Stated exercise A: In the R unit-testing excerpt, what message does the corrected rmse() function pass to stop() when the two vectors differ in length?

Document extract:
And for a test that does not pass:

expect_error(rmse(c(1,2), c(1,2,3)))

Error: `rmse(c(1, 2), c(1, 2, 3))` did not throw the expected error.

We’d expect an error when given vectors of different length, but R tries to fix this for us and duplicates values to make them the same length and just throws a warning.

Making a Unit Test

We now have a group of expectations we would like to run for our function.

Let’s make our first “unit” test.

test_that("rmse works for various vectors", {
  expect_equal(rmse(c(1,2,3), c(2,2,2)), 0.816, tolerance = 0.01)
  expect_equal(rmse(c(0,0,0), c(10,10,10)), 10)
  expect_true(is.na(rmse(c(1,2,NA), c(1,2,3))))
})

Test passed 

And we passed!

• First Argument: “string” with a name for the test
• Second Argument: {code} block with one or more expect_() functions

Making a Unit Test that Fails

Let’s go ahead and add our expectation that failed.

test_that("rmse works for various vectors", {
  expect_equal(rmse(c(1,2,3), c(2,2,2)), 0.816, tolerance = 0.01)
  expect_equal(rmse(c(0,0,0), c(10,10,10)), 10)
  expect_true(is.na(rmse(c(1,2,NA), c(1,2,3))))
  expect_error(rmse(c(1,2), c(1,2,3)))
})

-- Warning: rmse works for various vectors -------------------------------------
longer object length is not a multiple of shorter object length
Backtrace:
    x
 1. +-testthat::expect_error(rmse(c(1, 2), c(1, 2, 3)))
 2. | \-testthat:::quasi_capture(...) at testthat/R/expect-condition.R:126:5
 3. |   +-testthat (local) .capture(...) at testthat/R/quasi-label.R:54:3
 4. |   | \-base::withCallingHandlers(...) at testthat/R/deprec-condition.R:23:5
 5. |   \-rlang::eval_bare(quo_get_expr(.quo), quo_get_env(.quo)) at testthat/R/quasi-label.R:54:3
 6. \-global rmse(c(1, 2), c(1, 2, 3)) at rlang/R/eval.R:96:3
 7.   \-base::mean((actual - predicted)^2)

-- Failure: rmse works for various vectors -------------------------------------
`rmse(c(1, 2), c(1, 2, 3))` did not throw an error.

Error:
! Test failed

Next, we will try to pass this test.

Fixing Our Function

Let’s fix our rmse() function to throw an error for mismatched vectors.

rmse <- function(actual, predicted) {
  if(length(actual) != length(predicted)) stop("Please pass vectors of the same length!")
  rmse <- sqrt(mean((actual - predicted) ^ 2))
  return(rmse)
}

Now we can rerun our test.

test_that("rmse works for various vectors", {
  expect_equal(rmse(c(1,2,3), c(2,2,2)), 0.816, tolerance = 0.01)
  expect_equal(rmse(c(0,0,0), c(10,10,10)), 10)

Given entries:
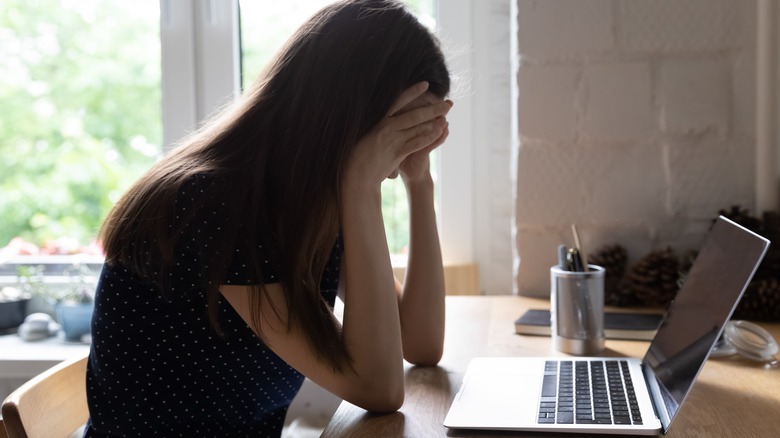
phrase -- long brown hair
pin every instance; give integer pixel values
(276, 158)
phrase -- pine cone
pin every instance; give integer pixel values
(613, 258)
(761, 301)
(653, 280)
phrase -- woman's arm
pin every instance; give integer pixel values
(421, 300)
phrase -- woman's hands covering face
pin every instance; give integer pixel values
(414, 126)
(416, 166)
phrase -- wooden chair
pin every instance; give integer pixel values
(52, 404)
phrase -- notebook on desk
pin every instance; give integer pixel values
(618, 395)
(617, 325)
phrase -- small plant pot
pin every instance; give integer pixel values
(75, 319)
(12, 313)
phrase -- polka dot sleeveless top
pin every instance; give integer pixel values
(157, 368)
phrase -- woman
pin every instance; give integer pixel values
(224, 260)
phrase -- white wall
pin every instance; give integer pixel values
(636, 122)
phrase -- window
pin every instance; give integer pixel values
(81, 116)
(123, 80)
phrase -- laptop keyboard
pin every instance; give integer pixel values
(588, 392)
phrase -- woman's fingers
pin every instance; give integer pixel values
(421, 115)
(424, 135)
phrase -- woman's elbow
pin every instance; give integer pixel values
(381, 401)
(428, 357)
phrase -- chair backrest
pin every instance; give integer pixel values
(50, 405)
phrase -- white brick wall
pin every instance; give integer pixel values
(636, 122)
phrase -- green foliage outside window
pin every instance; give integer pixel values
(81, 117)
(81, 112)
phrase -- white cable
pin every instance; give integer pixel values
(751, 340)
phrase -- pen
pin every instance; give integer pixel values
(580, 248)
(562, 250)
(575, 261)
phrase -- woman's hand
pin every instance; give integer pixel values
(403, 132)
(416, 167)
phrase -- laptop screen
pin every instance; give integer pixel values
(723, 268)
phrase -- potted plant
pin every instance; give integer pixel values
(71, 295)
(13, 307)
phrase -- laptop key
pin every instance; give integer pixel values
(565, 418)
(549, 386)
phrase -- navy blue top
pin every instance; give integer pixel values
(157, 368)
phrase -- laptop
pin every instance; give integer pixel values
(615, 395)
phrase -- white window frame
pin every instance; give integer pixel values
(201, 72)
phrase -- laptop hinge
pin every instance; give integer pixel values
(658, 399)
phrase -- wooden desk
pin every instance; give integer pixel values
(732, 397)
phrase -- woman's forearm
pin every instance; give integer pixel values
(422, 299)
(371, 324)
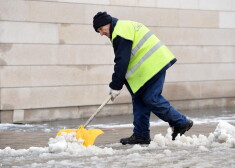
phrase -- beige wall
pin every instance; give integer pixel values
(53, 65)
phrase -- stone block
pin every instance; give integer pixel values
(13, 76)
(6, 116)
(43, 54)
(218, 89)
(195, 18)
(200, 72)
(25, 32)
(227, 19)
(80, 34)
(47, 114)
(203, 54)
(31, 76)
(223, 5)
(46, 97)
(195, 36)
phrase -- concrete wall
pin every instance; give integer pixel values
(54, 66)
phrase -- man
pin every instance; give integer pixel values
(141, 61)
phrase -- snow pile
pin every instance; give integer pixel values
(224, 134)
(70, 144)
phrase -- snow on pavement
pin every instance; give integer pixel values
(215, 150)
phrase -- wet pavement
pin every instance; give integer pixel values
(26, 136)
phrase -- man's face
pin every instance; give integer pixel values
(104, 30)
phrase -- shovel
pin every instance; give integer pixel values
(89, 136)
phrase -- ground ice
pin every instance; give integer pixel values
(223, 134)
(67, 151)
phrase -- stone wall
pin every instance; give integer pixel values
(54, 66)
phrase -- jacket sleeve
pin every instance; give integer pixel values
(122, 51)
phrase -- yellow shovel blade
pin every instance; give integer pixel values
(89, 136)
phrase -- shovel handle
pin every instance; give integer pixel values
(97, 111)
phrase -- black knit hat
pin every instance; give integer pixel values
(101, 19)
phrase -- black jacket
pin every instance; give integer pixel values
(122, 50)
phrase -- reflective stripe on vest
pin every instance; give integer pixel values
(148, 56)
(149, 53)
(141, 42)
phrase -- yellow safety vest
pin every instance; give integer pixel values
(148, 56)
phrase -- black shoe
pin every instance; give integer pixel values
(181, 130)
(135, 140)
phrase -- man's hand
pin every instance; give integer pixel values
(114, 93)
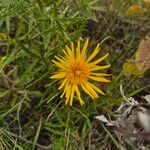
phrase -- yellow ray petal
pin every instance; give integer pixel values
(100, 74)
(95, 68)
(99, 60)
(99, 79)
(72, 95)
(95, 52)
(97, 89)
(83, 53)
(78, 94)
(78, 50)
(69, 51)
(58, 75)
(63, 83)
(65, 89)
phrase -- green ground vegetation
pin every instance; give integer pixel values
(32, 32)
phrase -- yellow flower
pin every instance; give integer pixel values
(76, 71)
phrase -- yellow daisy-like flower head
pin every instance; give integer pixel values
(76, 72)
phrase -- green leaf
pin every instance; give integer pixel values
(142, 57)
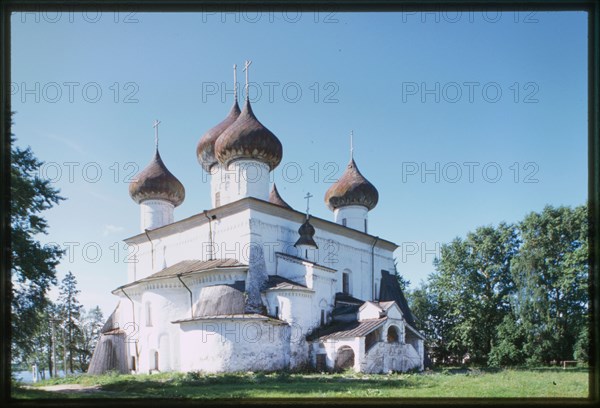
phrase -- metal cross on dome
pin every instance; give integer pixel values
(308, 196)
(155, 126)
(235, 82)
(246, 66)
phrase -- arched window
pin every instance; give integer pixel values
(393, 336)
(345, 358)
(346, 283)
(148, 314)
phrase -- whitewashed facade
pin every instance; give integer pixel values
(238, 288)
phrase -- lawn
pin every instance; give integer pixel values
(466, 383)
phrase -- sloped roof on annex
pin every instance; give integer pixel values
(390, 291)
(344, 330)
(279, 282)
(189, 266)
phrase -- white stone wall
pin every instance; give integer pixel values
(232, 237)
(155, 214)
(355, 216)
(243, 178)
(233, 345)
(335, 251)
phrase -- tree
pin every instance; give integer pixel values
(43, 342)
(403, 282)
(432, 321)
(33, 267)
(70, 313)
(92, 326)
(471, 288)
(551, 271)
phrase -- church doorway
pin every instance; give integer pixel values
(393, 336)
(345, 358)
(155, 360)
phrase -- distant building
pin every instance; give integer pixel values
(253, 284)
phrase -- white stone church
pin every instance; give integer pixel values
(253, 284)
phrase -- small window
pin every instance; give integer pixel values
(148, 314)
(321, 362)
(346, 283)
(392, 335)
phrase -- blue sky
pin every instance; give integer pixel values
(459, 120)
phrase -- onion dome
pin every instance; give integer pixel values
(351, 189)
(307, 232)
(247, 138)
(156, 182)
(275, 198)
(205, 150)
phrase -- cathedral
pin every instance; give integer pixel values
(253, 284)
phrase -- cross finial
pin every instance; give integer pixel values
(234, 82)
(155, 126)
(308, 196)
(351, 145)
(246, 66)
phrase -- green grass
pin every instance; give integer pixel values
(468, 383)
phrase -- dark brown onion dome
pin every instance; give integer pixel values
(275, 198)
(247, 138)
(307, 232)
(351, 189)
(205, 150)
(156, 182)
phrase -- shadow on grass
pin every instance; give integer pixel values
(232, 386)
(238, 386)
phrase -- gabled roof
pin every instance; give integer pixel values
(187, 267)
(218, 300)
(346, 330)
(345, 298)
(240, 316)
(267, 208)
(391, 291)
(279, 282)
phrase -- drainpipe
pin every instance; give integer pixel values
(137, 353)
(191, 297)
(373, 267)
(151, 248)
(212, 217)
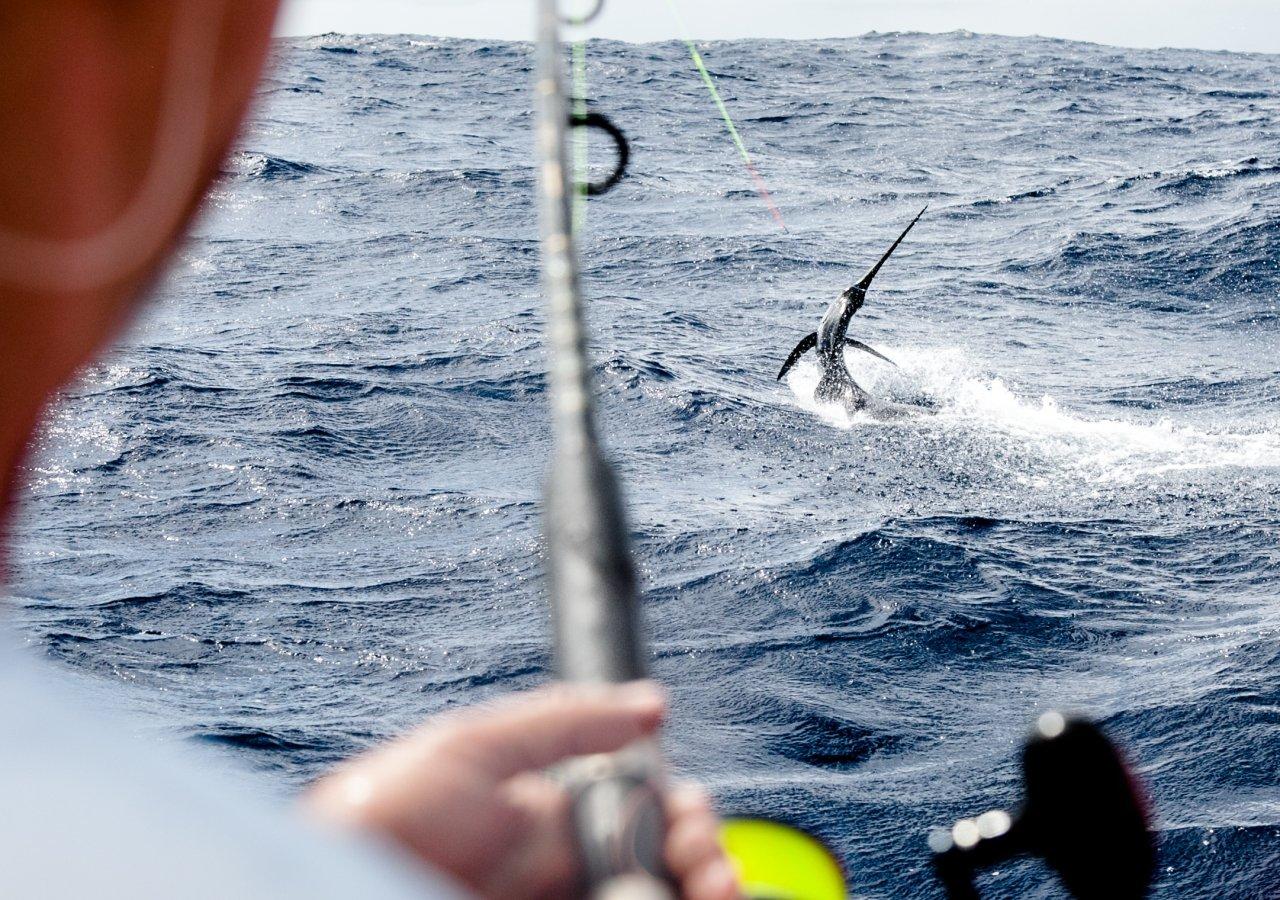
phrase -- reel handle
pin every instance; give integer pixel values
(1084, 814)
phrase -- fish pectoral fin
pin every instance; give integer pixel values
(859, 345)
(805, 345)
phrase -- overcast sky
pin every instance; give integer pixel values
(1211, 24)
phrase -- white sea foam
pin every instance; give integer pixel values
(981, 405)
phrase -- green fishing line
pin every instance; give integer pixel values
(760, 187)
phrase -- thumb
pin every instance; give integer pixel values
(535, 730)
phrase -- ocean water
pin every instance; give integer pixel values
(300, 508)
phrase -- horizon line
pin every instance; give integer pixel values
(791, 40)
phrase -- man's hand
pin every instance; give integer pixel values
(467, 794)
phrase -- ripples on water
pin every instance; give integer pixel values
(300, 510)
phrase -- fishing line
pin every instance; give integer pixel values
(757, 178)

Stated exercise B: Report every line of the records that holds the word "water", treating uppercase and lowercase as different.

Full response A: "Please pass vectors of the same length!"

Full response B:
phrase -- ocean water
phrase -- ripples on water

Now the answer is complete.